(Dataset excerpts)
'''

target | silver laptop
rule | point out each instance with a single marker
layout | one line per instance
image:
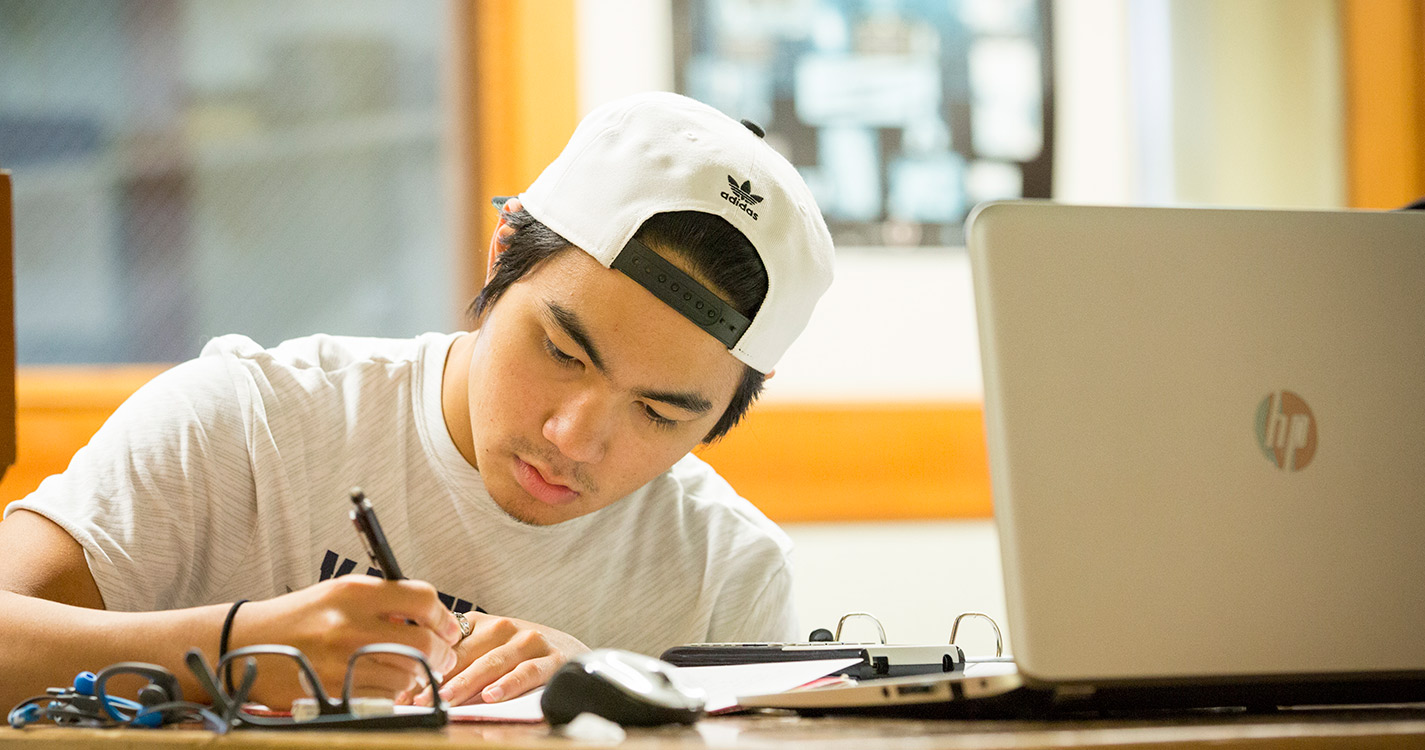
(1207, 447)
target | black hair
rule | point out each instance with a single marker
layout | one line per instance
(714, 251)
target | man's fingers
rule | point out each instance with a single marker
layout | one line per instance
(522, 679)
(384, 675)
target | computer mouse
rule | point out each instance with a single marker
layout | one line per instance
(626, 687)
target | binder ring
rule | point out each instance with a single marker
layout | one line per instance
(999, 640)
(872, 618)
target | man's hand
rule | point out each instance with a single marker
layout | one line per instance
(505, 658)
(331, 619)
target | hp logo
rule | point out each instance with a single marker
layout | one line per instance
(1287, 431)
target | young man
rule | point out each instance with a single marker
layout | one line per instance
(535, 469)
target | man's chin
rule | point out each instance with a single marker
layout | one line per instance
(529, 511)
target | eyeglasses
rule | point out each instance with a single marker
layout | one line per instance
(345, 713)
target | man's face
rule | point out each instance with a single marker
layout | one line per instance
(584, 387)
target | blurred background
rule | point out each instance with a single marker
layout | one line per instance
(185, 168)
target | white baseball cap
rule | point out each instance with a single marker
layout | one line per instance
(659, 151)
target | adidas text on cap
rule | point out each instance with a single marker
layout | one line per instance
(653, 153)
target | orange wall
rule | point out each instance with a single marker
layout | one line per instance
(797, 462)
(1384, 49)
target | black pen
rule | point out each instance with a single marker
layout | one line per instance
(371, 535)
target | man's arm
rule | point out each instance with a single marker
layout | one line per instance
(52, 623)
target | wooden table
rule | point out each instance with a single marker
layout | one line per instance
(1315, 730)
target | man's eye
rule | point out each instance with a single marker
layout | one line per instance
(556, 354)
(657, 418)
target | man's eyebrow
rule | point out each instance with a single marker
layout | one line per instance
(684, 399)
(574, 330)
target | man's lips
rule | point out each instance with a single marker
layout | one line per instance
(539, 488)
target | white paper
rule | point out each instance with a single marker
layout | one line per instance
(721, 685)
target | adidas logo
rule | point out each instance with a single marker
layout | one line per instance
(741, 196)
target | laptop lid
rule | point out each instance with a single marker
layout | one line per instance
(1207, 442)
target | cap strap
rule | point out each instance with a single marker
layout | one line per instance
(680, 291)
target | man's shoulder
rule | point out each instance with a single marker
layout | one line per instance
(697, 491)
(325, 352)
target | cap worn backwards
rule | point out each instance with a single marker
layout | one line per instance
(659, 151)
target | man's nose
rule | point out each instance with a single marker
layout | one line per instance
(582, 427)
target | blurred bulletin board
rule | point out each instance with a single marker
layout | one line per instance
(901, 114)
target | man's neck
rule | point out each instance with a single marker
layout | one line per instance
(455, 395)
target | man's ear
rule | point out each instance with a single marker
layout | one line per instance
(496, 245)
(500, 237)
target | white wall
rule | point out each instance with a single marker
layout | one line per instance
(1157, 101)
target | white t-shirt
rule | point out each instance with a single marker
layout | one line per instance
(227, 478)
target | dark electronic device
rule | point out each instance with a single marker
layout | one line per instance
(86, 703)
(624, 687)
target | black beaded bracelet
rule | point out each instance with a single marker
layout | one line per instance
(223, 640)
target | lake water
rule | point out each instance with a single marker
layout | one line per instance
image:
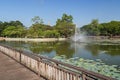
(109, 53)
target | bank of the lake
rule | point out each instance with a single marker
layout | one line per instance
(36, 39)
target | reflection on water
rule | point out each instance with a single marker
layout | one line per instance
(108, 53)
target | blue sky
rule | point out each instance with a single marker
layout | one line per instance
(83, 11)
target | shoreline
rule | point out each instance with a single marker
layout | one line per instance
(36, 39)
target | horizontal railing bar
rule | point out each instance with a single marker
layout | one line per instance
(44, 59)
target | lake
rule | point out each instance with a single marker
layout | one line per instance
(109, 53)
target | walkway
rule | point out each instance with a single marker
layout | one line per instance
(11, 70)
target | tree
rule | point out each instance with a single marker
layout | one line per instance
(37, 20)
(65, 26)
(13, 31)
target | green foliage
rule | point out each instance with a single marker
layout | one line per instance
(13, 31)
(65, 26)
(104, 29)
(37, 20)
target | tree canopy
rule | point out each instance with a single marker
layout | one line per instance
(103, 29)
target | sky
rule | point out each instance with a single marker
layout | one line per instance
(83, 11)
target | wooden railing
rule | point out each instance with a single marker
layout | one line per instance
(49, 68)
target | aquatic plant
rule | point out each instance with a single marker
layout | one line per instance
(92, 65)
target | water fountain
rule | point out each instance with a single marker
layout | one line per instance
(79, 36)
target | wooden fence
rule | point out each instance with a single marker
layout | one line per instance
(51, 69)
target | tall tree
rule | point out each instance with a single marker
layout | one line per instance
(65, 26)
(37, 20)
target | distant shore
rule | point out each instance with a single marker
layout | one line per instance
(88, 38)
(35, 39)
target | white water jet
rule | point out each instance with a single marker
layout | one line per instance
(79, 36)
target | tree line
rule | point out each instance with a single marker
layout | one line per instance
(95, 28)
(64, 27)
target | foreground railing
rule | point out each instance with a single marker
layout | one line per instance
(49, 68)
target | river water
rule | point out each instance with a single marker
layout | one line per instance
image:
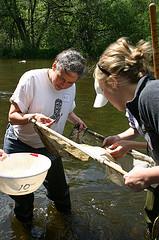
(101, 209)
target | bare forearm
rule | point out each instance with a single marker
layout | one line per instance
(19, 118)
(130, 133)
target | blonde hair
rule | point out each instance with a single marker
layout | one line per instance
(121, 58)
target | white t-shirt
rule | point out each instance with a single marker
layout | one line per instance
(36, 94)
(133, 122)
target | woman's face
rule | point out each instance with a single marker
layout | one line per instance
(114, 94)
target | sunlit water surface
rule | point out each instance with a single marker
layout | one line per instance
(101, 209)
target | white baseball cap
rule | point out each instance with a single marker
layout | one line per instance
(100, 99)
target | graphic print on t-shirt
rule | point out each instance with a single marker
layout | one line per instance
(57, 109)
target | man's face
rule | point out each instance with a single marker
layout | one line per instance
(62, 80)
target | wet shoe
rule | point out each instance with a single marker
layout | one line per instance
(34, 231)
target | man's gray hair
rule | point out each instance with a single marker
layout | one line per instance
(71, 61)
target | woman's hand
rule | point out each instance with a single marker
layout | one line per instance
(110, 140)
(72, 117)
(43, 119)
(120, 148)
(137, 179)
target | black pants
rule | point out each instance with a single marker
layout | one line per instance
(55, 181)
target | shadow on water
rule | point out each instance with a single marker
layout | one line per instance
(101, 209)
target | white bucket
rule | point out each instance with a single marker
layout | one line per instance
(23, 173)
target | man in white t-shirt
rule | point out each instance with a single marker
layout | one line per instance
(48, 95)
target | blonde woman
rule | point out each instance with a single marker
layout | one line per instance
(124, 76)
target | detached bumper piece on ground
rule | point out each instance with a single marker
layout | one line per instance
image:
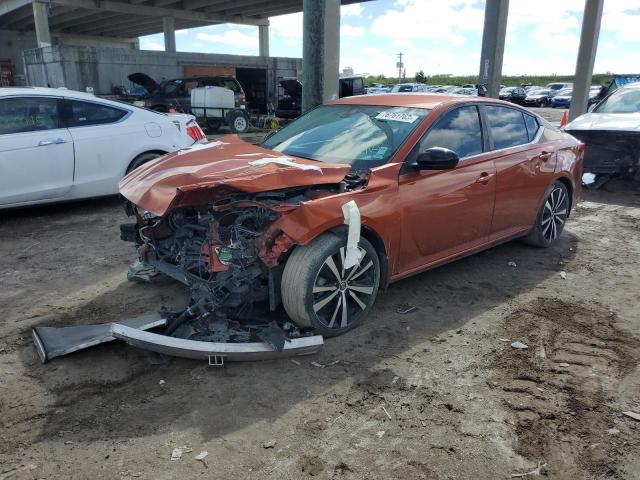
(51, 342)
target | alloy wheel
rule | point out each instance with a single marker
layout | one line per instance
(240, 124)
(554, 214)
(339, 293)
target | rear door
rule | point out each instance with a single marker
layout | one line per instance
(36, 151)
(446, 212)
(103, 144)
(525, 164)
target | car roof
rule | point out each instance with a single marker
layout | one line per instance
(414, 100)
(630, 86)
(52, 92)
(61, 92)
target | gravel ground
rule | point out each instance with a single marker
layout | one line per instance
(438, 393)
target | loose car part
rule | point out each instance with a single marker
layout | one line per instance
(53, 342)
(214, 352)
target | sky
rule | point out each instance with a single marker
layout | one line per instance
(441, 37)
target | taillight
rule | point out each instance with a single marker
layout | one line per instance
(194, 131)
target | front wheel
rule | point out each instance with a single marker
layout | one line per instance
(318, 291)
(238, 122)
(551, 217)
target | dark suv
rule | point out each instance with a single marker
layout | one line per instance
(176, 93)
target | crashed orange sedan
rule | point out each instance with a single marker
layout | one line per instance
(352, 196)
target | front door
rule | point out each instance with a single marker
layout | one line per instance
(36, 155)
(447, 212)
(525, 164)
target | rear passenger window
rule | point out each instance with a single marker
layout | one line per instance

'''

Lines that contain "hand" are to be copied from the records above.

### Exercise result
target | man's hand
target | woman's hand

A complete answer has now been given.